Provided data:
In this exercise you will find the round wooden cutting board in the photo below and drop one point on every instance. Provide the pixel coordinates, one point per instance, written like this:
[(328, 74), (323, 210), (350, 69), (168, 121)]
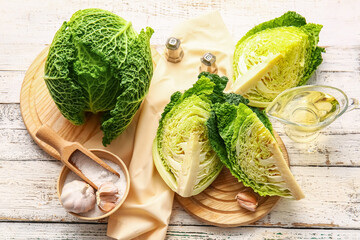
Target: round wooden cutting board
[(216, 205)]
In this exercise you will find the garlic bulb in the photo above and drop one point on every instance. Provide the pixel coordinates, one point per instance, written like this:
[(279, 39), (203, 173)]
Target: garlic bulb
[(78, 197), (106, 196)]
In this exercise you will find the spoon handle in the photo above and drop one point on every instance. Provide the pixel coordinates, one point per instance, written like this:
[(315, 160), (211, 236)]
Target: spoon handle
[(52, 138)]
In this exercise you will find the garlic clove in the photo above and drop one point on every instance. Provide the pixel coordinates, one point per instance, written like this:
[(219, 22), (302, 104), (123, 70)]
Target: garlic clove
[(106, 206), (78, 197), (108, 188), (247, 200), (106, 196)]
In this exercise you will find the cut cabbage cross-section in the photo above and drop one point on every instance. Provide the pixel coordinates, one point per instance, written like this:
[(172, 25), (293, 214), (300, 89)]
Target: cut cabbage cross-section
[(260, 74), (181, 151)]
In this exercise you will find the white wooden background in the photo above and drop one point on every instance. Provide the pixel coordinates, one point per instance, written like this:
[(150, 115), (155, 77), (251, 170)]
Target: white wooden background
[(327, 169)]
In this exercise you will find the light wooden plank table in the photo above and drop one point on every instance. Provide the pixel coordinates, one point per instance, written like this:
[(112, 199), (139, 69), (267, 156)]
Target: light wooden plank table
[(327, 169)]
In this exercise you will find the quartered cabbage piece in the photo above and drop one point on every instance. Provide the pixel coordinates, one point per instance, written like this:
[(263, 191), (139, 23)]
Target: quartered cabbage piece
[(274, 56), (181, 151), (250, 151)]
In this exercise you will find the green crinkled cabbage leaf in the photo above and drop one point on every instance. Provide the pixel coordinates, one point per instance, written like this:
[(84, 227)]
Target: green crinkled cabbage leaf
[(288, 35), (240, 139), (98, 63), (183, 117)]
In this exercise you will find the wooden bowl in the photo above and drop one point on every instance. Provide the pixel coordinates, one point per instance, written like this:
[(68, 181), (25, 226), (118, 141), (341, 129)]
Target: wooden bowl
[(108, 156)]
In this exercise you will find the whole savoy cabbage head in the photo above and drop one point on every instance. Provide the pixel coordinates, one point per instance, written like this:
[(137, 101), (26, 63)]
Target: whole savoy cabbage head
[(98, 63)]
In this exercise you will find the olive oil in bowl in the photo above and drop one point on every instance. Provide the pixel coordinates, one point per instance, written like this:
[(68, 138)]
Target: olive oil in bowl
[(306, 110)]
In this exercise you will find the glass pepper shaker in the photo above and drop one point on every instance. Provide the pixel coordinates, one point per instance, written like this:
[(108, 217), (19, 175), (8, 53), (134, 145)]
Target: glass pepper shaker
[(173, 52), (208, 63)]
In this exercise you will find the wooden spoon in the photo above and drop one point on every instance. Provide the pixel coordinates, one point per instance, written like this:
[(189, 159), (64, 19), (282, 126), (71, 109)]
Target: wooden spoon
[(66, 149)]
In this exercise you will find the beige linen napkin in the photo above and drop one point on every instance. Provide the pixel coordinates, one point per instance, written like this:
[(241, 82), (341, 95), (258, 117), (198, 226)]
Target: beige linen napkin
[(146, 212)]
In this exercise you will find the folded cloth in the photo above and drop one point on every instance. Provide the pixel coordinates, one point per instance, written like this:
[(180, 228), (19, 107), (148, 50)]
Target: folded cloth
[(146, 212)]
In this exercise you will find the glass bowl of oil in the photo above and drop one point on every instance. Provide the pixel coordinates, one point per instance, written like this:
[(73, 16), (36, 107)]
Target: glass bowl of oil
[(306, 110)]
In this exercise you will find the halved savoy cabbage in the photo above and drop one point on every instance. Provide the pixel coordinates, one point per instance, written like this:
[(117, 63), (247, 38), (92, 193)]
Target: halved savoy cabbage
[(181, 151), (242, 137), (274, 56), (98, 63)]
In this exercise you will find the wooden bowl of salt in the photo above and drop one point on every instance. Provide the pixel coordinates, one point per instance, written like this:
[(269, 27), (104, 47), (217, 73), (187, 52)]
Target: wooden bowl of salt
[(123, 183)]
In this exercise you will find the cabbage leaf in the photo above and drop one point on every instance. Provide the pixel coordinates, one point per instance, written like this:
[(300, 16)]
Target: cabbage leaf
[(98, 63), (181, 151), (274, 56), (242, 138)]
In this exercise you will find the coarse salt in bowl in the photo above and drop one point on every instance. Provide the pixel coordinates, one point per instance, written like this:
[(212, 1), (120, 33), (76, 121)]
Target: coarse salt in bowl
[(67, 175)]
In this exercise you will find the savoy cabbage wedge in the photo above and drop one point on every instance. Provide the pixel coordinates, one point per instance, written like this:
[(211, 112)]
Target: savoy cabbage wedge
[(242, 137), (98, 63), (181, 151), (274, 56)]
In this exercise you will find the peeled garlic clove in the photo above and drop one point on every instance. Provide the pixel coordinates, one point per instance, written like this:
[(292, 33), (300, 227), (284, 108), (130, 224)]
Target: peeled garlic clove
[(108, 188), (106, 196), (106, 206), (78, 197), (247, 200)]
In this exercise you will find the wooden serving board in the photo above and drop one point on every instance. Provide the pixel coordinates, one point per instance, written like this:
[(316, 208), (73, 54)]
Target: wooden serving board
[(216, 205)]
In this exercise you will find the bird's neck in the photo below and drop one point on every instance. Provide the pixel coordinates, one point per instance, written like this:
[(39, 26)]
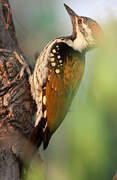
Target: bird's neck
[(78, 42)]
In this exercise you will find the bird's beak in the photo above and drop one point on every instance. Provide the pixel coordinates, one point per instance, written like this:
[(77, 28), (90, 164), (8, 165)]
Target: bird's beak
[(73, 17), (70, 11)]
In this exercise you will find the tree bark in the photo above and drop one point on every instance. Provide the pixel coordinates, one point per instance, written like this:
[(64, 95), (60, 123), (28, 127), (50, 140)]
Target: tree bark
[(16, 104)]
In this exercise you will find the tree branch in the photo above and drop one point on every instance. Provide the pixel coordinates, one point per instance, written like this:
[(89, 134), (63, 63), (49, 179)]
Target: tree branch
[(16, 104)]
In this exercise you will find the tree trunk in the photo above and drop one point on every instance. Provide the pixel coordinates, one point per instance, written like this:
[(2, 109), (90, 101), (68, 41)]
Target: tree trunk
[(16, 104)]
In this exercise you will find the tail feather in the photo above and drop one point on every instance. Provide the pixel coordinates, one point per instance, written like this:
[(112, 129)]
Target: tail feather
[(40, 135)]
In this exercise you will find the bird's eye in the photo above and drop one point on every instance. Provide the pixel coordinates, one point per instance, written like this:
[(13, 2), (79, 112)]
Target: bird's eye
[(80, 21)]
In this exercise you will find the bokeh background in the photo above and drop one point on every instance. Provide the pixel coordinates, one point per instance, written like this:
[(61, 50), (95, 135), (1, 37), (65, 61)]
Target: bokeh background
[(85, 145)]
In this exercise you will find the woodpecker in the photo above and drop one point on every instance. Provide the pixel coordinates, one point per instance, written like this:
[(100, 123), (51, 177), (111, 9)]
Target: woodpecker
[(58, 73)]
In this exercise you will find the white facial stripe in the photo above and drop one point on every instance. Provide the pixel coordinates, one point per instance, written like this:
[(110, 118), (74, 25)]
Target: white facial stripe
[(89, 38), (79, 43)]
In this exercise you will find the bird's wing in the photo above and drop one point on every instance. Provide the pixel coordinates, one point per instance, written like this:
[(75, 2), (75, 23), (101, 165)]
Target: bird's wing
[(58, 90)]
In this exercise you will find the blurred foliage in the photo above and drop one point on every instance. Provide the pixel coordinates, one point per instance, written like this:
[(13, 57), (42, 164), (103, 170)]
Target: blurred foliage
[(88, 136), (85, 145)]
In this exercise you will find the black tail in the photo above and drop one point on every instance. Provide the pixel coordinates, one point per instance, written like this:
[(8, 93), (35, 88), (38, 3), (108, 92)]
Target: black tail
[(40, 135)]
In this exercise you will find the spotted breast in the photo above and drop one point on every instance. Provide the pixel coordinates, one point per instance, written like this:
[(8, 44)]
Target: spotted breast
[(56, 78)]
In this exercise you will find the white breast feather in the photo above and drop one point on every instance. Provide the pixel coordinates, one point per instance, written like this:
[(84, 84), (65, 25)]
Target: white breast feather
[(39, 78)]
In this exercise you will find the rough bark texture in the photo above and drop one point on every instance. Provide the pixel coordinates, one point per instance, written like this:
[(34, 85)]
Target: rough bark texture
[(16, 104)]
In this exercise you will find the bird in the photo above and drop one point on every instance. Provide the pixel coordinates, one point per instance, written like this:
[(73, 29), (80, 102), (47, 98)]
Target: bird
[(58, 73)]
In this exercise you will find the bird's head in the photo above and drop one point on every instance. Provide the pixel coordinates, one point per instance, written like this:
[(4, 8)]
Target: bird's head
[(86, 32)]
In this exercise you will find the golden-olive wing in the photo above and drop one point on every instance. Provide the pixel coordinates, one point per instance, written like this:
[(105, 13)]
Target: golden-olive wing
[(65, 70)]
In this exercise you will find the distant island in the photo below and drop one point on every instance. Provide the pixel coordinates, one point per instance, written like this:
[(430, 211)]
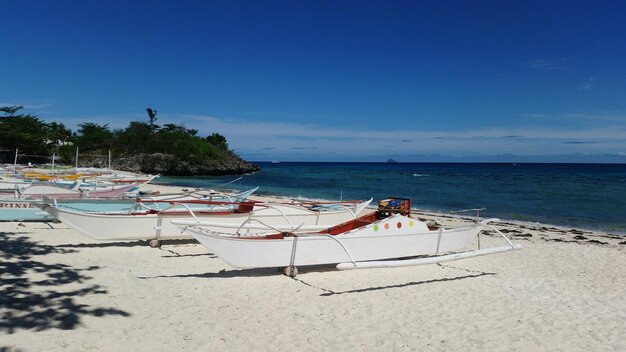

Exercise description:
Recast the material above as a Markdown table with the columns No. and Line. Start at the line that contains "In this exercise you will find the halved" and end after the line that contains "[(242, 137), (98, 63), (181, 151), (274, 56)]". Number each row and leave out blank lines.

Written reply:
| No. | Line |
|---|---|
| 1 | In this exercise you will find the halved savoy cabbage in the photo above and drop one point on every instance. Provide the pixel coordinates, one point per instance, written like this: |
| 2 | [(117, 63), (247, 38), (92, 193)] |
| 3 | Target: halved savoy cabbage |
| 4 | [(181, 151), (242, 137), (274, 56), (98, 63)] |
| 5 | In this exercise you will find the wooden bowl of salt in the photo above and drop one point on every instance. Provide the pixel coordinates, one point per instance, written like this: |
| 6 | [(269, 27), (104, 47), (217, 73), (187, 52)] |
| 7 | Target: wooden bowl of salt |
| 8 | [(123, 183)] |
| 9 | In this exercise you will find the cabbage leaf in the photo above and drop one point on every instance. Provide the pixel coordinates, one point per instance, written like this: |
| 10 | [(300, 16)] |
| 11 | Target: cabbage leaf |
| 12 | [(98, 63), (181, 151), (274, 56), (242, 138)] |
| 13 | In this exercise you will find the coarse salt in bowl in the photo above and drop one point on every instance. Provide the pixel coordinates, one point per instance, written like this: |
| 14 | [(212, 1), (120, 33), (76, 121)] |
| 15 | Target: coarse salt in bowl |
| 16 | [(67, 175)] |
| 17 | In this exercise you will find the savoy cabbage wedge in the photo above and drop one point on every instance. Provide the pixel coordinates, one point per instance, written like this: |
| 18 | [(211, 112)] |
| 19 | Target: savoy cabbage wedge |
| 20 | [(242, 137), (98, 63), (181, 151), (274, 56)] |